**EXERCISE INSTRUCTIONS**
Return each line of the listing below that contains the string "rocky", copied verbatim. Matching is case-sensitive.

**DATA PROVIDED**
---+---
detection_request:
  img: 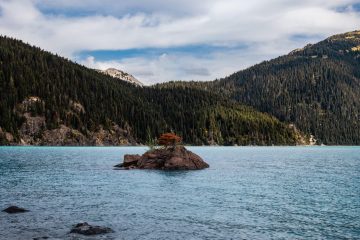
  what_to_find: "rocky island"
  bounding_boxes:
[114,133,209,170]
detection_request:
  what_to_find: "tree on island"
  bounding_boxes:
[158,133,182,148]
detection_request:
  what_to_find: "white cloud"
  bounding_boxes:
[0,0,360,83]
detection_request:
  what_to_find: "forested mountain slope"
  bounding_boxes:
[0,37,306,145]
[162,31,360,145]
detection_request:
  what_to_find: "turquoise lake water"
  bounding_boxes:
[0,147,360,239]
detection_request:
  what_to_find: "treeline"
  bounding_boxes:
[0,37,298,145]
[160,31,360,145]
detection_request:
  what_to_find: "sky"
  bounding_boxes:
[0,0,360,85]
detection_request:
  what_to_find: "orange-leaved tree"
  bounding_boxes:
[158,133,182,147]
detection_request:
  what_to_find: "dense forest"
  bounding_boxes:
[159,31,360,145]
[0,37,306,145]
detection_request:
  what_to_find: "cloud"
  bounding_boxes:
[0,0,360,83]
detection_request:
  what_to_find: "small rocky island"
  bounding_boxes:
[114,133,209,170]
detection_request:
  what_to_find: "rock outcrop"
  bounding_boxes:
[114,146,209,170]
[98,68,144,87]
[3,206,29,214]
[70,222,114,236]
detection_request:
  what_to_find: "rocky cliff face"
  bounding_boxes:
[115,146,209,170]
[99,68,144,87]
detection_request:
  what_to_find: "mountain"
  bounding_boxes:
[0,34,308,145]
[99,68,144,87]
[162,31,360,145]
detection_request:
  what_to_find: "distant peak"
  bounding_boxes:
[98,68,144,87]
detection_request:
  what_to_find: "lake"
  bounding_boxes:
[0,147,360,239]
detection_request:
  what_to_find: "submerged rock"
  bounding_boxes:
[117,146,209,170]
[3,206,29,214]
[70,222,114,235]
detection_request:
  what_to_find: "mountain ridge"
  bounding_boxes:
[0,34,309,145]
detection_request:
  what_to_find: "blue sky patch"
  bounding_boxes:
[76,44,248,61]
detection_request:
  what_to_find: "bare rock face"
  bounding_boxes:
[70,222,114,236]
[117,146,209,170]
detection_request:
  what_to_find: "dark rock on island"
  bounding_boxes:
[115,146,209,170]
[70,222,114,236]
[3,206,29,214]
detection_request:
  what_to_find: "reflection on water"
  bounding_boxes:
[0,147,360,239]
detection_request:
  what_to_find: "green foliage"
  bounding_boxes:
[158,31,360,145]
[0,34,296,145]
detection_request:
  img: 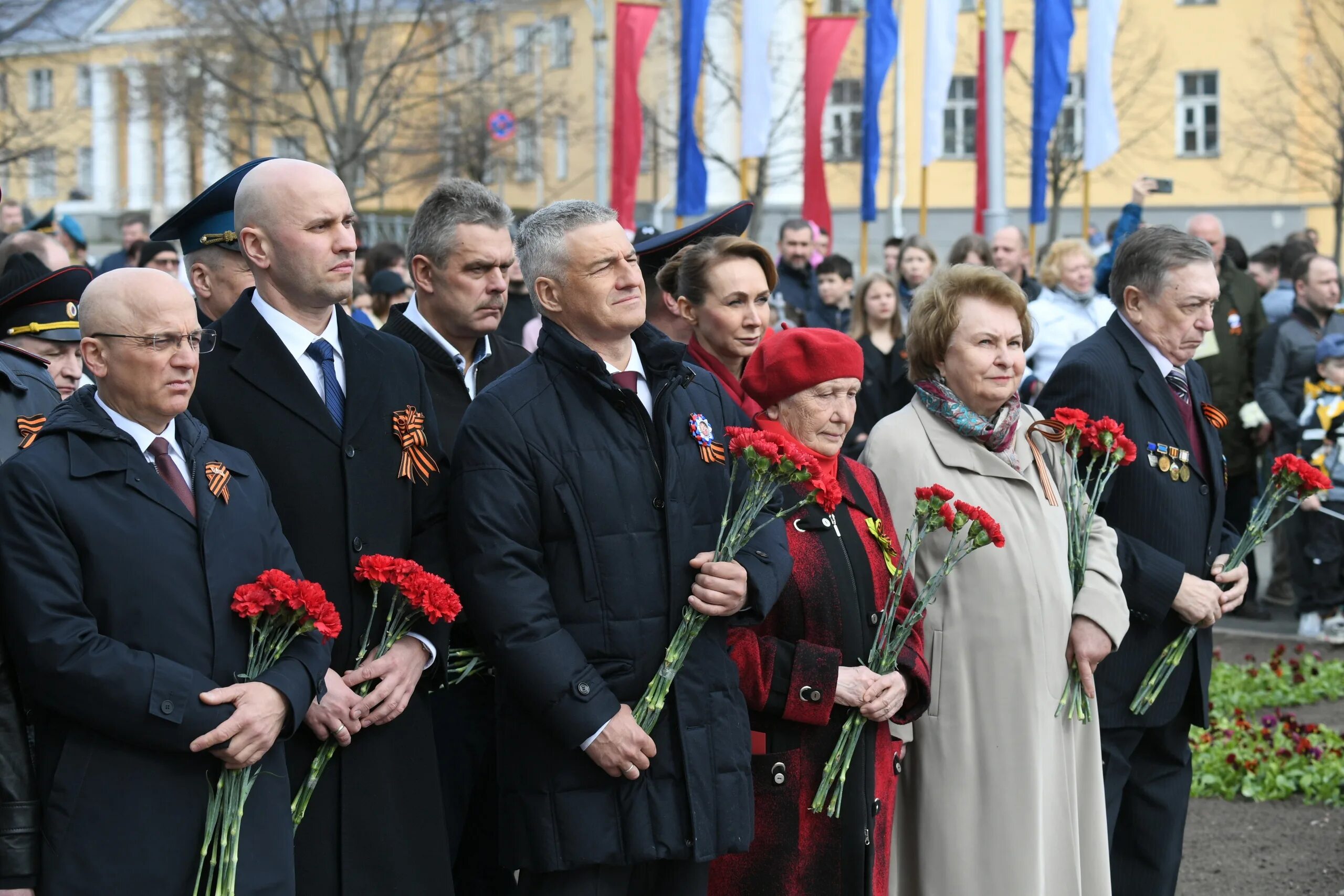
---+---
**CORRECT RESULT**
  what_to_find: "rocky island"
  what_to_find: "small rocky island"
  what_to_find: "rocky cliff face"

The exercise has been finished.